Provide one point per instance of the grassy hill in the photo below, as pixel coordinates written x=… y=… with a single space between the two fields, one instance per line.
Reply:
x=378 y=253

==

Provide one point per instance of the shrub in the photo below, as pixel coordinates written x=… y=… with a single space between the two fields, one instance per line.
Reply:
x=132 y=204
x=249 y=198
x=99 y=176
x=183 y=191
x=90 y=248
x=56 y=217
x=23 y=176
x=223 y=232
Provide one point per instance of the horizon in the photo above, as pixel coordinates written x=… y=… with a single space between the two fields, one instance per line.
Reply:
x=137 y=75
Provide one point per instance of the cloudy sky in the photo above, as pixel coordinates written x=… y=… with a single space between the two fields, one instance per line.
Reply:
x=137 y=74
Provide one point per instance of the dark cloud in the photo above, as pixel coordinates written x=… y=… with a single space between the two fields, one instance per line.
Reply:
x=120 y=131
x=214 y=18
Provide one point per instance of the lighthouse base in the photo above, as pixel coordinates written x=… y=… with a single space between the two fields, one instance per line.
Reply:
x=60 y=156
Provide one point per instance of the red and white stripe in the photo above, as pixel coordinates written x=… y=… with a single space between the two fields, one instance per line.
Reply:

SET PROBLEM: Pull out every row above that contains the string "below", copying each one in full. Matching is case-sensitive.

REPLY TO THE EXERCISE:
Provide one point per instance of the grassy hill in the photo below, as pixel coordinates written x=… y=… with a single space between the two fields, one instance per line.
Provide one point per instance of the shrub in the photo below, as pixel coordinates written x=… y=… with a single space between the two fields, one instance per line.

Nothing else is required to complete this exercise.